▶ [Excerpt]:
All 16s unique sequences are being removed in deblur for having less than 10 reads

Hello. I have been trying to process 16s mouse gut microbiome sequences that were collected on a novaseq 6000 illumina sequencer with 100bp paired-end reads. I am trying to use deblur on merged and filtered reads with the following commands:

qiime deblur denoise-16S
--i-demultiplexed-seqs demux-joined-filtered.qza
--p-trim-length 85
--p-sample-stats
--p-jobs-to-start 1
--o-representative-sequences rep-seqs-malessri.qza
--o-table tablemalessri.qza
--o-stats deblur-stats-malessri.qza

After this is run this I get this visualization:
deblur-stats-malessri.qzv (204.5 KB)

As you can see no unique sequences are hitting artifact or reference. I believe this is due to the fact that most unique sequences are being removed by the "min-reads" parameter being set to 10. This is exemplified in the deblur.log:

INFO(46912496356992)2023-10-31 08:42:03,722:for output biom table loaded 1 samples, 146182 unique sequences
INFO(46912496356992)2023-10-31 08:42:03,818:keeping 2 (out of 146182 sequences) with >=10 reads

So my question is why are all of my unique sequences only being detected in less than 10 reads? Is this an issue with trimming the adaptors? Am I using the incorrect reference here? I believe this should be using greengenes 16s database so I'm not sure why that wouldn't work. Please let me know if you have any suggestions for me. Attached below is the full deblur log as well as stats from the joined fastq file. I have 56 samples total but am only running 1 at the moment to try and troubleshoot more quickly.

deblur.txt (5.6 KB)
demux-joined-test.qzv (294.0 KB)

Hi @dkropp2,
Welcome to the QIIME 2 Forum!

I notice a couple of things looking at this.

▶ [Complete the following]:
1. Please list every file attached in the forum thread above, with the size given for each.
2. In the forum thread above, why does the poster think no unique sequences are hitting artifact or reference? Answer in one to three sentences.
3. Answer these from the forum thread above, one line each:
(a) What trim length does the deblur command set?
(b) How many samples does the poster have in total?
(c) What sequencer and read format produced the sequences?

▶ [Data to examine]:
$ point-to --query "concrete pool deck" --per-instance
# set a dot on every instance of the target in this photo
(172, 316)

* * *

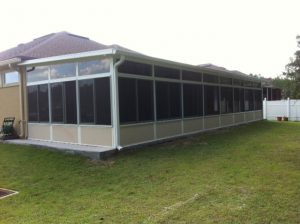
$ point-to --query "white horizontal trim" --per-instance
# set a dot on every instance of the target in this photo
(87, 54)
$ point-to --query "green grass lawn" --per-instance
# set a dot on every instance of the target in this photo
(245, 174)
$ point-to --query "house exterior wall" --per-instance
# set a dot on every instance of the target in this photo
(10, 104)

...

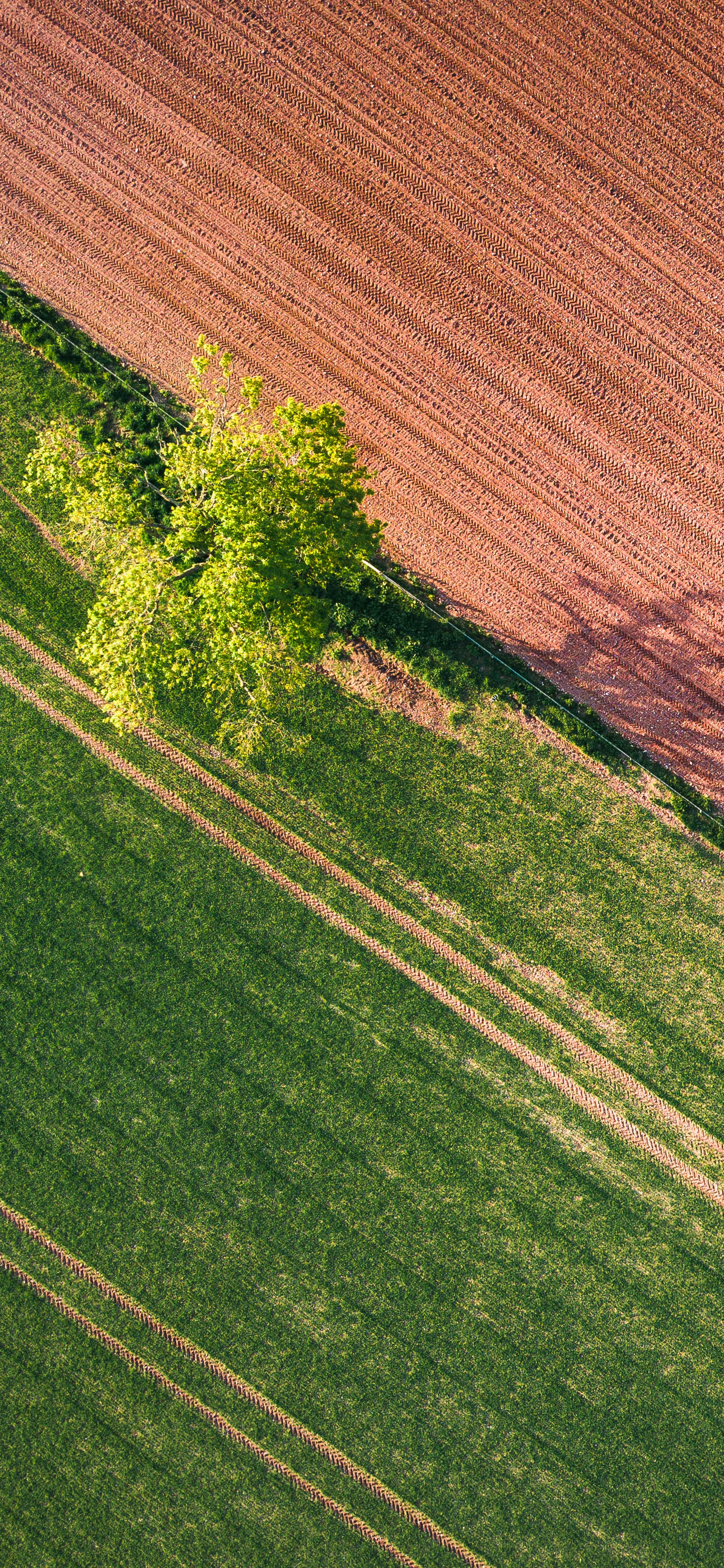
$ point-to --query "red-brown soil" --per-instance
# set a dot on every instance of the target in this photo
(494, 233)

▶ [Results by task]:
1.
deblur-stats-malessri.qzv (204.5 KB)
deblur.txt (5.6 KB)
demux-joined-test.qzv (294.0 KB)

2. The poster believes most unique sequences are being removed because the "min-reads" parameter is set to 10. The deblur.log shows this: of 146182 unique sequences, only 2 were kept with >=10 reads.

3.
(a) 85
(b) 56
(c) A NovaSeq 6000 Illumina sequencer with 100bp paired-end reads